------ SELECTED TEXT ------

We actually agree with your first point, but we also see a convincing
counter example.  As for the business about the need to maintain and
reason about the communication graph, I think you misunderstood how that
mechanism works (we reason about the graph, but we don't need to maintain
it anywhere).  

Issue 1: causality over group boundaries.

Let me grant that if two groups are not supposed to "interfere" then enforcing
causality could create an undesired effect.

But, say that I build an application in the style that the LINDA people
advocate.

I have a computational thread that writes some parameters on a blackboard
(some stuff that you might not need to see, but if you do, it costs a lot
to get it wrong).  Then, it puts a bunch of work requests into a bag
of work requests.

Server programs pull out work requests and start computing.  They can check
the blackboard if desired.

Now, I would argue that:
 1) You need to do the black board update asynchronously (if it is replicated)
    because otherwise the delay associated with waiting for the update to get
    done might be noticable and could even be a big problem (imagine a 1 BIP
    workstation in 1998 running over a comparatively slow link to an equally
    fast machine down the hall...  )  So, the bboard update is asynchronous,
    and the task bag update now creates a race condition.

    Specifically, will the server see the bboard update when it looks?
    With a causal guarantee, it will.

 2) This is not an uncommon paradigm.  In fact, with OO programming becoming
    common, this may actually be the usual style of distributed computing in
    the future.  I have lots of other examples of this sort (you register an
    activity and then someone who sees it goes off and thinks, then sends in
    an "answer" that races the original registration to some third party).

 3) Fault-tolerance can create more extreme problems, where "holes in the past"

------

[ASSIGNED TASK 1] Locate each line in the rows that contains the string "viewBox", matching case exactly, and copy those lines.
The rows that follow have no connection to the text above; treat them as separate material.

------ PROVIDED ENTRIES ------

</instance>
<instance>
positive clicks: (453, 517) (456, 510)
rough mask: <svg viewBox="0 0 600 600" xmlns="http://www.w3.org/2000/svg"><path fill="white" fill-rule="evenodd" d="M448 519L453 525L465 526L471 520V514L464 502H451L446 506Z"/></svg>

------
------ PROVIDED ENTRIES ------

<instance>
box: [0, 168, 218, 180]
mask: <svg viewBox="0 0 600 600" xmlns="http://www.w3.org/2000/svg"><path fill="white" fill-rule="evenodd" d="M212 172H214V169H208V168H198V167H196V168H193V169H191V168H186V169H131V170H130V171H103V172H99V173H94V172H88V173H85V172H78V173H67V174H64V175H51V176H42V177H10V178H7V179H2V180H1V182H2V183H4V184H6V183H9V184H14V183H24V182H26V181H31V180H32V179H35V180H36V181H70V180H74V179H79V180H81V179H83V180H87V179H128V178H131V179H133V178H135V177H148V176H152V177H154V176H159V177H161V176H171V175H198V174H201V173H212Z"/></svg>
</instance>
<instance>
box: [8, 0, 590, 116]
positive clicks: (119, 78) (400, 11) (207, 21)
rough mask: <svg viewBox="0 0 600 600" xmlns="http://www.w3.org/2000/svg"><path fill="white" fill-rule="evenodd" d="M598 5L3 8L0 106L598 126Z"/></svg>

------

[ASSIGNED TASK 2] Write the next part of the forum post on causal ordering across group boundaries, picking up from its final words.

[ANSWER 1]
rough mask: <svg viewBox="0 0 600 600" xmlns="http://www.w3.org/2000/svg"><path fill="white" fill-rule="evenodd" d="M448 519L453 525L465 526L471 520V514L464 502H451L446 506Z"/></svg>
mask: <svg viewBox="0 0 600 600" xmlns="http://www.w3.org/2000/svg"><path fill="white" fill-rule="evenodd" d="M212 172H214V169H208V168H198V167H196V168H193V169H191V168H186V169H131V170H130V171H103V172H99V173H94V172H88V173H85V172H78V173H67V174H64V175H51V176H42V177H10V178H7V179H2V180H1V182H2V183H4V184H6V183H9V184H14V183H24V182H26V181H31V180H32V179H35V180H36V181H70V180H74V179H79V180H81V179H83V180H87V179H128V178H131V179H133V178H135V177H148V176H152V177H154V176H159V177H161V176H171V175H198V174H201V173H212Z"/></svg>
rough mask: <svg viewBox="0 0 600 600" xmlns="http://www.w3.org/2000/svg"><path fill="white" fill-rule="evenodd" d="M598 5L3 8L0 106L598 126Z"/></svg>

[ANSWER 2]
    become a real difficulty.  Here, the issue is as much due to replication as
    asynchrony: I may have seen the state of some replica which then crashed,
    as did the original sender.  Now I am talking to some other replica in a
    state that "observed" a "past" update... will that replica ever see the
    update?  Will it see it before it hears from me?

The RPC community has run into this too: the Mercury project at MIT raised
many similar questions...

So do database systems.  Say that I do an update, then a commit.  The commit
releases a lock and you acquire it and do a read.  Do you see my update?
Well, if we run synchronously, sure you do.  But, if we run asynchronously
(for a big speedup) the exact same race arises.  And, again, it is easy to
believe that the process group used for locking is separate from the one used
for the replicated data item itself.  So, we definitely see a cross-group
causality issue here, too.

Robert and I are writing a paper on precisely this -- a paper on redoing
ISIS that asks what the appropriate rules for process groups ought to be.
Our paper argues for causality classes: causality would be enforced within
multiple groups in a single class, but might be violated over class boundaries.
The idea is that most groups, by default, would be in some single class.
But, if you build a system with a realtime subcomponent, or some other
independent mechanism in it, the group(s) associated with that mechanism
would be explicitly placed in a different class and hence kept separate from
the ones in the base class.

There are a number of additional issues that we are also looking at hard at, too: 
  1) Why have the system manage groups at all?  Why not put this at the
     application level?
  2) Given groups, why not do multicast using parallel RPC?  (Or, perhaps,
     transactions, if you want atomicity)?
  3) what do groups usually "look like" and how big are they?
  4) How much synchronization is needed between group membership and multicast
  5) Causality: see above
  6) Do we need the other ISIS protocols (ABCAST, etc, etc, etc, etc)
  7) Is there a simple, clean architecture for all this?

We'll make copies of this available when we finish the paper.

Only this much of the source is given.